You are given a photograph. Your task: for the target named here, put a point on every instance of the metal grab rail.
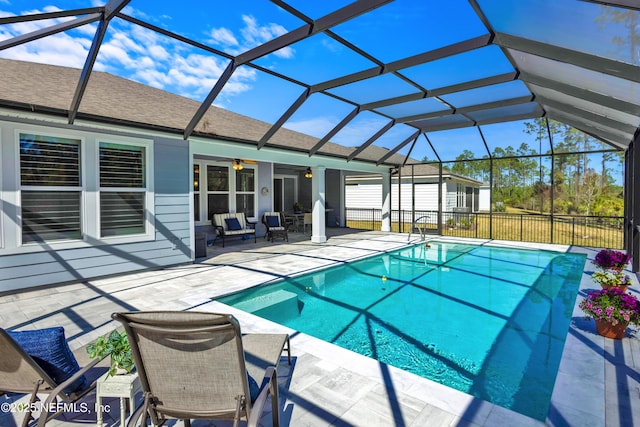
(423, 232)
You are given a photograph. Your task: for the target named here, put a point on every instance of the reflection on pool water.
(485, 320)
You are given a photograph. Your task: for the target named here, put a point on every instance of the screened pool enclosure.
(539, 100)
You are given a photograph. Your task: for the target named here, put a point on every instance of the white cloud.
(251, 35)
(140, 54)
(223, 36)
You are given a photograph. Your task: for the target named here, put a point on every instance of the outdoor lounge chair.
(233, 225)
(196, 365)
(22, 373)
(276, 225)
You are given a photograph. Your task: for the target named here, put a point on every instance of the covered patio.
(327, 385)
(420, 83)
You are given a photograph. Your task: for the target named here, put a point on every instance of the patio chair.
(50, 369)
(276, 225)
(196, 365)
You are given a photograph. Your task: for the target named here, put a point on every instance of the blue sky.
(233, 27)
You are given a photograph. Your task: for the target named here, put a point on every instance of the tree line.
(583, 178)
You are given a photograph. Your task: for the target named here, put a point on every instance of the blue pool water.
(487, 321)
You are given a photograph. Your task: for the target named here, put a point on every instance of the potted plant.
(611, 278)
(116, 345)
(613, 310)
(609, 259)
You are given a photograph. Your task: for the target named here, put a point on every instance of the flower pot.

******************************

- _TO DO_
Rewrite every one of the records above as a numbered list, leaving out blank lines and omitting the picture from your answer.

- _RESPONSE TO THIS TASK_
1. You are given a photograph. Your task: for the target named here, put a point on every instance of the metal grab rail.
2. (423, 232)
3. You are given a photograph. Your task: for the target named here, put a point on every instance of the reflection on pool water.
4. (485, 320)
5. You are given a photograph. Your task: for the target named here, put a point on every instance of the screened pool enclosure.
6. (539, 100)
7. You are given a photograph. Your task: for the target named here, put a point on every instance of the white cloud.
8. (251, 35)
9. (140, 54)
10. (223, 36)
11. You are given a photograph. Your task: for the target named here, put a point on every instance of the outdoor lounge chair.
12. (233, 225)
13. (196, 365)
14. (22, 373)
15. (276, 225)
16. You are given a photograph. Your task: for the target named here, put a point on every instance of the covered patio.
17. (327, 385)
18. (420, 83)
19. You are given a photograph. Your task: for the target named here, put a point on every instance of the patio chair.
20. (50, 369)
21. (276, 225)
22. (196, 365)
23. You are given a photograph. Your task: for the target named here, put a point on every instance of the blue sky.
24. (233, 27)
25. You are given a photograph. Your task: for the target named here, put a point on every instance of the tree line.
26. (583, 178)
27. You are given a photograph. Your task: for the target named here, put a point on every instance of the blue pool water.
28. (487, 321)
29. You are given a photograph. Your task: for the target named here, put a point on every instance of the potted plant.
30. (611, 278)
31. (116, 345)
32. (613, 310)
33. (609, 259)
34. You are given a photograph. Your task: for the target named here, put a point on every instance of the flower pot.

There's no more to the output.